Given exercise -> Copy every line in the entries below that contains the word "kitchen".

--*--

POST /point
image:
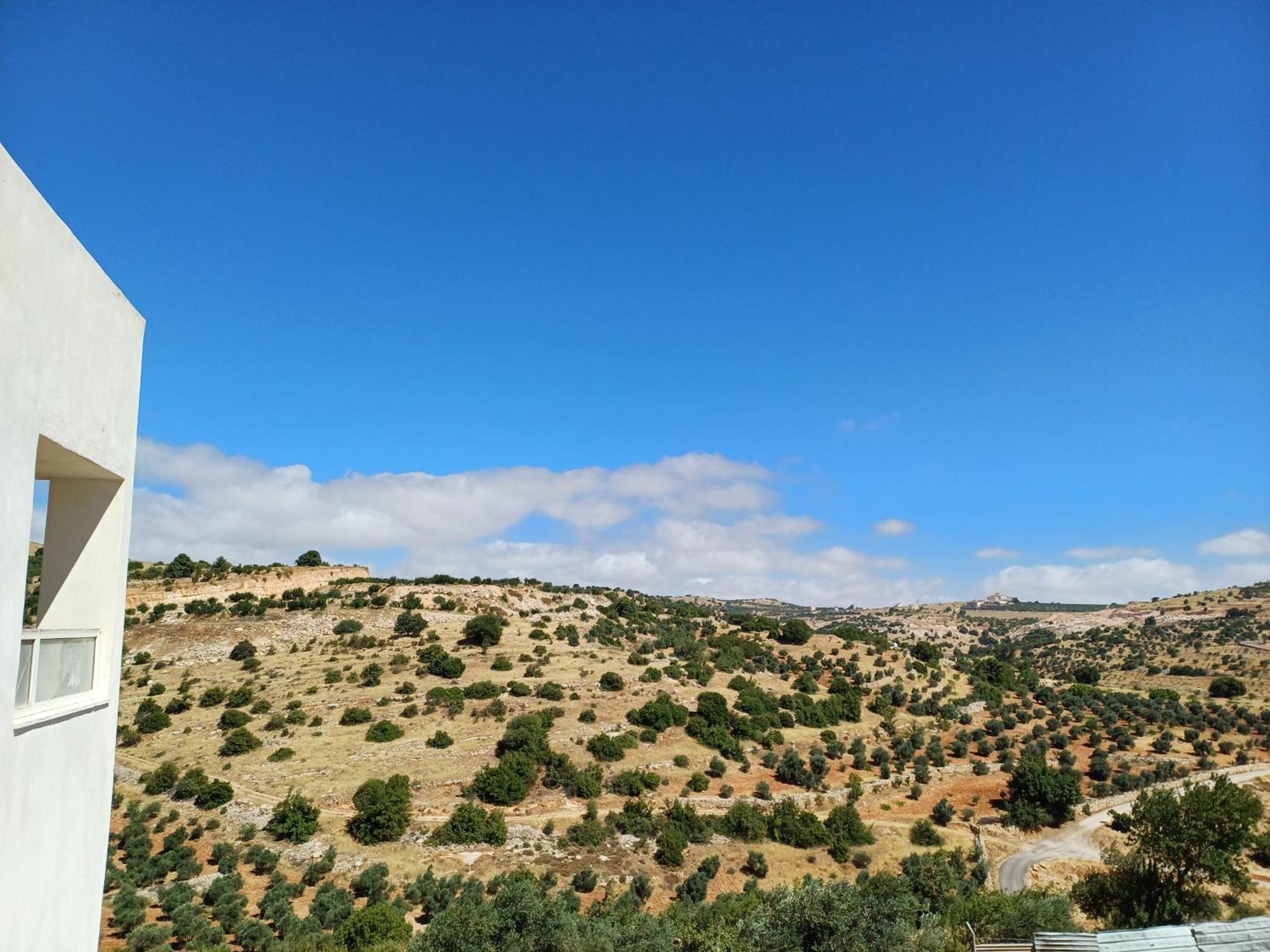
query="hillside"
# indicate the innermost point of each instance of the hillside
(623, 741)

--*--

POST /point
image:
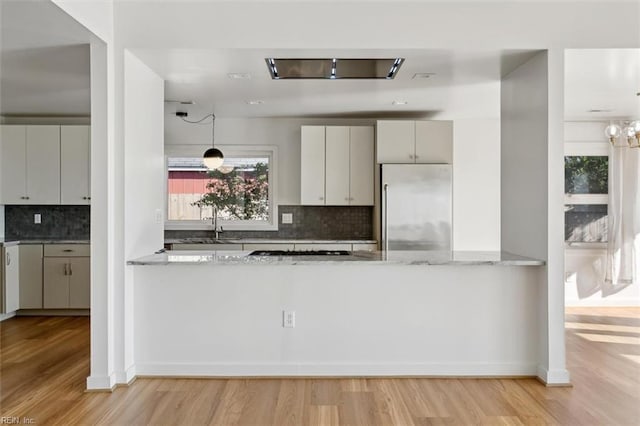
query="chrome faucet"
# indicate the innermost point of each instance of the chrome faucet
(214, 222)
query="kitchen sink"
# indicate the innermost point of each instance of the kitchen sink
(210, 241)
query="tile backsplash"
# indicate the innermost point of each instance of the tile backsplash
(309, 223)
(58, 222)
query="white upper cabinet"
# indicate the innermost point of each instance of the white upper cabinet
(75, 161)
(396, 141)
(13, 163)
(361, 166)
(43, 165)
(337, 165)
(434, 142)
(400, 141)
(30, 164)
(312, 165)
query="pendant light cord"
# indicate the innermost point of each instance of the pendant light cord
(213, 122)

--*--

Final answer ->
query="kitchen sink"
# indicate the innermost point of each instance of the kitchen sink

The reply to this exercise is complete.